Okuma Metni »
23 Nisan
Biz çocuğumuza nasıl bir gelecek bırakacağız bu ülkede, diye düşündüm babamın çektiği bu fotoğrafa bakarken. Ülkenin karanlık günlerini henüz görmedi ama görecek. İçi umutsuzluktan sıkışmadı ama sıkışacak. Bir şeyler oluyor ama ne oluyor bilmeden üzülecek, sonra hepsini bilerek üzülecek, hepsine alışacak ve üzülecek. Bu olacak.
Bir nevi meşru müdafaa yöntemi olarak epeydir gündemi takip etmiyorum. Yerel seçimlerden önce de sadece adayların isimlerine bakmıştım. İmamoğlu'nun iyi bir adam olduğunu arkadaşlarım Zelal'i takip ettiğim için bilmiştim o kadar. Bu kez ne hukukçu ne sandık görevlisi ne de okulda sayım izleyicisi olmayarak ve geçtiğimiz kim bilir kaç seçimde "umutlandık da ne oldu" diyebilmenin haklı ama içler acısı gururu ile, kendimi tüm seçim uyaranlarına, bilhassa Bora'nın ve babamın seçim tahminlerine kapatmıştım. Ta ki koltuğa tüneyip de heyecandan bağırsaklarımın bozulduğu seçim gecesine kadar. Akabinde gelen "bir şey oldu ama sevinememe" günleri, sonra yine olaylar, söylemler, ithamlar. Ve nihayet geçen gün Kılıçdaroğlu’na yapılan saldırı. Videoyu izlemedim ama biliyorum, bir kişinin canına kast edildi, bir kişi çok kişiler tarafından darp edildi, zor bela bir eve sığındı(rıldı), "yakın bu evi" diye bağırıldı. Saldırının ciddiliğini anladığım an içimde o kadar tanıdık bir his uyandı ki. O tanıdıklıktan korktum. Bu ülkede, şu an normalmiş gibi hayatımıza devam ettiğimiz neler yaşandı bir bir düşündüm. "Faşizm kendini gösterince siz de tekinsiz duygular, adını koyamadığınız bir ürperti hissediyor musunuz?" diye sormuş Zeynep Facebook'ta. Tam da öyle..

Görev Listesi »
• 1. Aşağıdaki ifadelerin metinle uyuşup uyuşmadığını belirtin. Her biri için evet ya da hayır deyin ve kararı belirleyen metin sözlerini aynen alıntılayın.
(a) Yazar, yerel seçimlerden önce adayların yalnızca isimlerine bakmıştır.
(b) Yazar, Kılıçdaroğlu'na yapılan saldırının videosunu izlemiştir.
(c) Yazar, bu seçimde sandık görevlisi olarak çalışmıştır.
• 2. Satırlarda "Can you locate the camouflage trousers" ifadesini içeren satırdan başlayıp satırların sonuna kadar uzanan bölümü, iki uç da dahil olmak üzere ve istekler de içinde kalacak biçimde yeniden yazın. Yalnızca yanıtlardaki koordinatları 2,35 ile çarparak ölçekleyin ve tam sayıya yuvarlayın; buçuklar yukarı yuvarlanır, isteklerdeki ve örnek biçimlerdeki sayılar değiştirilmez.

Alıştırma Malzemeleri »
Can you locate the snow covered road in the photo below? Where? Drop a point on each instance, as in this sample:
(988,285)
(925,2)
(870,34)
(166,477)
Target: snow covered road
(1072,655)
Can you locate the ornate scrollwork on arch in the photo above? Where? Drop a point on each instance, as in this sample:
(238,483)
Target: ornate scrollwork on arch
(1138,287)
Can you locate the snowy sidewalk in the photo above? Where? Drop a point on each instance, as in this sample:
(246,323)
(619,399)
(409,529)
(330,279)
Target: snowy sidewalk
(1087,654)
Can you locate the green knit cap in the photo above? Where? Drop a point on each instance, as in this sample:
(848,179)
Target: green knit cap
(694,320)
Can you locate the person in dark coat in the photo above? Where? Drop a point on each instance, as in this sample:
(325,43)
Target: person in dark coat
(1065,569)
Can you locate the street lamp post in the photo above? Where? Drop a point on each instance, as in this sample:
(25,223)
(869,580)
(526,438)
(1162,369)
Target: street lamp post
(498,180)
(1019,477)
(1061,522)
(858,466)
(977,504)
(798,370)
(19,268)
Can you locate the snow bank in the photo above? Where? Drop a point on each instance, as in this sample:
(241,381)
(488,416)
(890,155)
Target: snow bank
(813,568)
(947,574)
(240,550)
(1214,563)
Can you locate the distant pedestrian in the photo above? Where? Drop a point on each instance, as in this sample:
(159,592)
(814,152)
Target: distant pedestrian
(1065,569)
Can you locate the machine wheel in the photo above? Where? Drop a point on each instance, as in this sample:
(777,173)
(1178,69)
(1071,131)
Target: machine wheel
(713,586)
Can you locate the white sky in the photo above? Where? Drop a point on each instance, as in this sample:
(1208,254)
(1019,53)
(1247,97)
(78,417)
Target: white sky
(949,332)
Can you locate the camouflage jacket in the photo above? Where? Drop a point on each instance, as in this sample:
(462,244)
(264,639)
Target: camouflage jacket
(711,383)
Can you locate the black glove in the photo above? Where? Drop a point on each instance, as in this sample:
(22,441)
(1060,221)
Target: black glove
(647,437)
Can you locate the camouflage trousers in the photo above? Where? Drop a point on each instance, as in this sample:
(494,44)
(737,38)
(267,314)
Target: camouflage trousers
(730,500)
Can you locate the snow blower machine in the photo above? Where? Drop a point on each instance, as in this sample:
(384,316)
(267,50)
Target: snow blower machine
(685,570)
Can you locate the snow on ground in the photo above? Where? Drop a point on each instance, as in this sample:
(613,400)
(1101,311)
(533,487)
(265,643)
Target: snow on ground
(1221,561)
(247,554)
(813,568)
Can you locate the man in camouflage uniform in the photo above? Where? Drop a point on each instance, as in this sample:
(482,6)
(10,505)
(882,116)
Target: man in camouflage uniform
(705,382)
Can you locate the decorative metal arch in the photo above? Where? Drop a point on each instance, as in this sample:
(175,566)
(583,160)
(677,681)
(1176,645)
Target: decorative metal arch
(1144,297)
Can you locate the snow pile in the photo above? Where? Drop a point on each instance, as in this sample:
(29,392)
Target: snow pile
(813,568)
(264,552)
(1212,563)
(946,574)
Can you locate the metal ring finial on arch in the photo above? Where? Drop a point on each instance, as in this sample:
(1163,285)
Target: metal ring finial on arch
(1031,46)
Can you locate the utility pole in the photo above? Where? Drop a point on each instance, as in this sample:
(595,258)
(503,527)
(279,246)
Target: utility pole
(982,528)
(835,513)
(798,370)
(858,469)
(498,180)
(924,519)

Alıştırma Yanıtları »
• 1.
(a) Evet: "Yerel seçimlerden önce de sadece adayların isimlerine bakmıştım."
(b) Hayır: "Videoyu izlemedim ama biliyorum"
(c) Hayır: "Bu kez ne hukukçu ne sandık görevlisi ne de okulda sayım izleyicisi olmayarak"

• 2.
Can you locate the camouflage trousers in the photo above? Where? Drop a point on each instance, as in this sample:
(494,44)
(737,38)
(267,314)
Target: camouflage trousers
(1716,1175)
Can you locate the snow blower machine in the photo above? Where? Drop a point on each instance, as in this sample:
(384,316)
(267,50)
Target: snow blower machine
(1610,1340)
Can you locate the snow on ground in the photo above? Where? Drop a point on each instance, as in this sample:
(613,400)
(1101,311)
(533,487)
(265,643)
Target: snow on ground
(2869,1318)
(580,1302)
(1911,1335)
Can you locate the man in camouflage uniform in the photo above? Where? Drop a point on each instance, as in this sample:
(482,6)
(10,505)
(882,116)
Target: man in camouflage uniform
(1657,898)
Can you locate the decorative metal arch in the photo above? Where? Drop a point on each instance, as in this sample:
(175,566)
(583,160)
(677,681)
(1176,645)
Target: decorative metal arch
(2688,698)
Can you locate the snow pile in the photo above? Where? Drop a point on each instance, as in this sample:
(29,392)
Target: snow pile
(1911,1335)
(620,1297)
(2848,1323)
(2223,1349)
Can you locate the metal ring finial on arch in the photo above? Where? Drop a point on each instance, as in this sample:
(1163,285)
Target: metal ring finial on arch
(2423,108)
Can you locate the utility pole in the photo above? Where? Drop a point on each instance, as in this sample:
(595,258)
(503,527)
(279,246)
Target: utility pole
(2308,1241)
(1962,1206)
(1875,870)
(2016,1102)
(1170,423)
(2171,1220)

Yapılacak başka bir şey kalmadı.